EXERCISE BRIEF:
Reproduce all of the records below word for word, keeping every line unchanged and in its original order.

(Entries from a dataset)
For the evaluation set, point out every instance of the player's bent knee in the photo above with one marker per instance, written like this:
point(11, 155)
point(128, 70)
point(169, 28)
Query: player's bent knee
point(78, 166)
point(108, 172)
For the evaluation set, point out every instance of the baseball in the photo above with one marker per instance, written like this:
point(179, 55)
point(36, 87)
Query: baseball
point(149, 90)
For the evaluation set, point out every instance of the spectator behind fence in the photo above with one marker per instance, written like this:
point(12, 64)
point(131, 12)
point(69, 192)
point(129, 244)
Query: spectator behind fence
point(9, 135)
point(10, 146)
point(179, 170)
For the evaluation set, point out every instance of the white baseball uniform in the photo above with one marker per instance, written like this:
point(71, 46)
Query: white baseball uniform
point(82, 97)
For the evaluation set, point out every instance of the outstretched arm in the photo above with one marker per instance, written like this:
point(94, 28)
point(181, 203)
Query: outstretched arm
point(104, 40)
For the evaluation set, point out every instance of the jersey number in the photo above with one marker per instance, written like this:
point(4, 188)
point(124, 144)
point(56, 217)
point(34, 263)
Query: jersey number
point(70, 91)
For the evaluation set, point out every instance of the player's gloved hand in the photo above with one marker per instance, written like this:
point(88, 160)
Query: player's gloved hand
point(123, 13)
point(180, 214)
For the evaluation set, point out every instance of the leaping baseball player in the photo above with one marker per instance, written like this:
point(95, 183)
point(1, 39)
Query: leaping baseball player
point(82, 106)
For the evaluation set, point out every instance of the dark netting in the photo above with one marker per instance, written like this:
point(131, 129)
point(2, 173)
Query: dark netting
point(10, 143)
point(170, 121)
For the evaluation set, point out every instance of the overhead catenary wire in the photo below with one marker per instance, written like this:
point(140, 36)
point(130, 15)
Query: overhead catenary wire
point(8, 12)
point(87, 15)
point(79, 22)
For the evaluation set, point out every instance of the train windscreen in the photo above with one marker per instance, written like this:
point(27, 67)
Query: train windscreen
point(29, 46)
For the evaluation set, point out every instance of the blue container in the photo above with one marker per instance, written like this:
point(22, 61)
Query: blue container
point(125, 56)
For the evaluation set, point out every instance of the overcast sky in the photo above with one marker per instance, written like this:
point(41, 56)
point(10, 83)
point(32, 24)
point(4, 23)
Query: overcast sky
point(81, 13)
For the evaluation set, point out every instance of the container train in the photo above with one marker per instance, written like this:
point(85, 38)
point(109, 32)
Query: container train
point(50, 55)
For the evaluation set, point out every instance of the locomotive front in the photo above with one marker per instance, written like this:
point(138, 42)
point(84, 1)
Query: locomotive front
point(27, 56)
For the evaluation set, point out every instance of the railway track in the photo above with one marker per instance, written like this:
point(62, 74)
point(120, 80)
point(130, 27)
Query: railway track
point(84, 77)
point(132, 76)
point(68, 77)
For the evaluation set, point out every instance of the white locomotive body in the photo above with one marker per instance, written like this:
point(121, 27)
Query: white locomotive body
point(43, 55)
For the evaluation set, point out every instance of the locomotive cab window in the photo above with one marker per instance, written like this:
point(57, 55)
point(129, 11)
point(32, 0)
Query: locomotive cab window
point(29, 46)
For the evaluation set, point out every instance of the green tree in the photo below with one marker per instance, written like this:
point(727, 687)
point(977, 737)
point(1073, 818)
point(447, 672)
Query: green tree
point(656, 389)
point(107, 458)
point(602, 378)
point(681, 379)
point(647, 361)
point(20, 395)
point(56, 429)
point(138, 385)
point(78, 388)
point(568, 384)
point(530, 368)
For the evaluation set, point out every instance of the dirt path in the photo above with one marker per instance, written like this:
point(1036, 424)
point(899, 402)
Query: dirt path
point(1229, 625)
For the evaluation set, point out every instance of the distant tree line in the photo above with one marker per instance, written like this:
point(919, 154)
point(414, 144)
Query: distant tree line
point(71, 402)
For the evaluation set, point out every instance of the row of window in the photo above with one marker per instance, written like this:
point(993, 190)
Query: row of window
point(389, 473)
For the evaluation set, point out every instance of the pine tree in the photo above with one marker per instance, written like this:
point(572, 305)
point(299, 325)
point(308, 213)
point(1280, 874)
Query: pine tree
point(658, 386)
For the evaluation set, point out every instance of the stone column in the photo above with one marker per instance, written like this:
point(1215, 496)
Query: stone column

TASK RESULT:
For the evaluation set, point out every instance of the player's bent knee in the photo above with one marker per instance, written like this:
point(11, 155)
point(128, 70)
point(169, 28)
Query: player's bent knee
point(78, 166)
point(108, 172)
For the evaluation set, point out every instance of the baseball in the photo above with one marker per instance, written like this:
point(179, 55)
point(36, 87)
Query: baseball
point(149, 90)
For the evaluation set, point out every instance of the spectator behind fence in the photo above with one marker per instance, written like this:
point(12, 64)
point(131, 12)
point(69, 192)
point(129, 244)
Query: spectator behind fence
point(9, 135)
point(10, 146)
point(179, 170)
For the evaluation set, point out every instance of the white baseball uniform in the photo above with one marker per instance, written like this:
point(71, 46)
Query: white baseball uniform
point(82, 97)
For the evaluation set, point out every instance of the outstretched arm in the photo above with one marker per instance, written like this:
point(94, 28)
point(181, 203)
Query: outstretched arm
point(104, 40)
For the evaluation set, point out every instance of the jersey number in the photo above with one marker per instance, written like this:
point(4, 188)
point(124, 144)
point(56, 217)
point(34, 263)
Query: jersey number
point(70, 91)
For the evaluation set, point out every instance of the player's gloved hand in the photo above with one marker per instance, written like this:
point(88, 160)
Query: player's gloved hand
point(123, 13)
point(180, 214)
For the evaluation set, point out every instance of the leaping baseball player in the photo above with one marker per instance, written like this:
point(95, 183)
point(1, 39)
Query: leaping baseball player
point(82, 106)
For the evaluation set, point out every instance of the dark netting in the photo above with one marker per instance, written like this:
point(131, 129)
point(2, 173)
Query: dark netting
point(10, 143)
point(170, 121)
For the evaluation set, point out every instance of the overhead catenary wire in the photo below with one marker per instance, written like this:
point(140, 36)
point(130, 15)
Query: overhead catenary wire
point(8, 12)
point(87, 15)
point(79, 22)
For the evaluation set, point out every instance of the train windscreen in the photo above with one marker per instance, written like this:
point(27, 67)
Query: train windscreen
point(29, 46)
For the evaluation set, point out every instance of the blue container in the photo above with one marker per instance, written like this:
point(22, 61)
Query: blue container
point(125, 56)
For the evaluation set, point out every instance of the overcast sky in the photo above with one marker per instance, written like this:
point(41, 56)
point(10, 83)
point(32, 24)
point(4, 23)
Query: overcast sky
point(81, 13)
For the evaluation set, point out every instance of the container train in the photo above with one marker per instance, written like this:
point(85, 38)
point(109, 32)
Query: container train
point(50, 55)
For the evaluation set, point out every instance of the locomotive front in the photo above with one marker per instance, written like this:
point(138, 42)
point(84, 1)
Query: locomotive front
point(27, 56)
For the evaluation set, point out every instance of the railway track in the photo above with one marker per instance, written like this:
point(62, 74)
point(120, 80)
point(130, 27)
Query: railway track
point(84, 77)
point(132, 76)
point(68, 77)
For the evaluation set, point out every instance of the white locomotive body in the photo above with one marker per instance, written like this:
point(121, 27)
Query: white locomotive body
point(43, 55)
For the evaluation set, point out every instance of the locomotive cab window in the photo above with one marker per instance, written like this:
point(57, 55)
point(129, 11)
point(32, 0)
Query: locomotive cab window
point(29, 46)
For the evaluation set, point out every instance of the green tree in the photo below with one marker per instance, written like this:
point(727, 687)
point(977, 737)
point(1073, 818)
point(447, 672)
Query: green tree
point(656, 389)
point(107, 458)
point(602, 378)
point(681, 379)
point(647, 361)
point(20, 395)
point(56, 429)
point(138, 385)
point(78, 388)
point(568, 384)
point(530, 368)
For the evaluation set, point out every instance of the dirt path in the photo above with one marker per instance, written like this:
point(1036, 424)
point(899, 402)
Query: dirt path
point(1229, 625)
For the evaluation set, point out every instance of the distant tree line in the photo above with one marker per instance, written like this:
point(919, 154)
point(414, 144)
Query: distant tree line
point(71, 402)
For the evaluation set, point out every instance of the row of window in the photo above with one marker per instance, written like this:
point(993, 190)
Query: row of window
point(389, 473)
For the evaluation set, point out every instance of the pine tree in the photo above with one marker per instance, written like this:
point(572, 305)
point(299, 325)
point(308, 213)
point(1280, 874)
Query: pine tree
point(658, 386)
For the evaluation set, point out every instance of the stone column in the photo above with one marker per instance, written like this:
point(1215, 496)
Query: stone column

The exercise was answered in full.